WORK TO BE COMPLETED »
Looking at the data, count the lines where the word "woman" occurs and answer with only the number.

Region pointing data
*** Block opens ***

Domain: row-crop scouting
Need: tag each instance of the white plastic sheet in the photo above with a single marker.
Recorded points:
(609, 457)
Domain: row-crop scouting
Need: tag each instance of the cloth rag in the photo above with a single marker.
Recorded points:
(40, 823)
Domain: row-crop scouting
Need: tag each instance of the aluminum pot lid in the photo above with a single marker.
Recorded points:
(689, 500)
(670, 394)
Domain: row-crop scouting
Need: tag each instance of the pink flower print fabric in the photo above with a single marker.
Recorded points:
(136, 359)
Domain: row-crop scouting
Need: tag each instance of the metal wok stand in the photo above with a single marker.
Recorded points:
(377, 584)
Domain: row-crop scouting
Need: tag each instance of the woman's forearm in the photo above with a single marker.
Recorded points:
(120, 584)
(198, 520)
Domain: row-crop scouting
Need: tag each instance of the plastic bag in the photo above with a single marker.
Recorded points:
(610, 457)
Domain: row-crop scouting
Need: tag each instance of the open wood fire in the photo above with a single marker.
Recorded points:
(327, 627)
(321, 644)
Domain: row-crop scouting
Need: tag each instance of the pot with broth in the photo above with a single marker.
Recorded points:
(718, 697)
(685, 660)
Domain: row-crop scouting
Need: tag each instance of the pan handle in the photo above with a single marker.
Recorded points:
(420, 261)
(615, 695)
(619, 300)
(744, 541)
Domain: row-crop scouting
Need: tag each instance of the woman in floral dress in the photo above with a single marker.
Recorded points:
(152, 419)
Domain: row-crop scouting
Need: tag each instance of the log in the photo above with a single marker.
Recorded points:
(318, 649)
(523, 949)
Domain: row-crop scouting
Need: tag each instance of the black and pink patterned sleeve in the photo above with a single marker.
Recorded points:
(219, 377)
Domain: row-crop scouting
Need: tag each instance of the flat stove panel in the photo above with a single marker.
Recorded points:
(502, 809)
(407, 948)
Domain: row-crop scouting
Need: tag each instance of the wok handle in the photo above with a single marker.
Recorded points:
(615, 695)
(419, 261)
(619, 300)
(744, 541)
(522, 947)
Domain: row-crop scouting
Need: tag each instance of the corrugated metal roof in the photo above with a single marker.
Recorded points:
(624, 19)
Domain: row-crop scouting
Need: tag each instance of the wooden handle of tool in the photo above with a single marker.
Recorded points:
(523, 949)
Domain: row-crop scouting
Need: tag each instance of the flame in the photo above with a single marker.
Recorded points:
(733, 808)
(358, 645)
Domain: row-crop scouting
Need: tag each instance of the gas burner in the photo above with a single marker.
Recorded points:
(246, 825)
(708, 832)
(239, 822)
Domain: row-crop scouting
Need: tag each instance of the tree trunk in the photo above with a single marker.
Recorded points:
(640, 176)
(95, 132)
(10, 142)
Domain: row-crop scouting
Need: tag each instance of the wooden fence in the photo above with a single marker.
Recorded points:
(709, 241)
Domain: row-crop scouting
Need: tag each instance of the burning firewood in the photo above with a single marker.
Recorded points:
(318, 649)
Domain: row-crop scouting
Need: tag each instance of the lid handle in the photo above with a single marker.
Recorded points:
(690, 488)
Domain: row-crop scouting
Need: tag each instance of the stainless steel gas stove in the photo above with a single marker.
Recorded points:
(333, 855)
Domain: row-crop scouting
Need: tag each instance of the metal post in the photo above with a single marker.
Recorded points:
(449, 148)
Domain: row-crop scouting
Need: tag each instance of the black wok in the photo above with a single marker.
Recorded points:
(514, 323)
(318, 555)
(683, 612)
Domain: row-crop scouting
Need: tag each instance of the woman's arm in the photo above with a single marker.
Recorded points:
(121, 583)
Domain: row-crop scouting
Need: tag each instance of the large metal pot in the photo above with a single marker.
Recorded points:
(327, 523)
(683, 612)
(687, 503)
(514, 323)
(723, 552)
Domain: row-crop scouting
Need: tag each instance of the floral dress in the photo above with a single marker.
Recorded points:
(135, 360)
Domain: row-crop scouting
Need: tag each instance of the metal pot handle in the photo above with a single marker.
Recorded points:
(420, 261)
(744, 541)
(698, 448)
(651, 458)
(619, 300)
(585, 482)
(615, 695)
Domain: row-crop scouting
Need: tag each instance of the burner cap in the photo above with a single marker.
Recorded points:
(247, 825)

*** Block closes ***

FINAL ANSWER »
3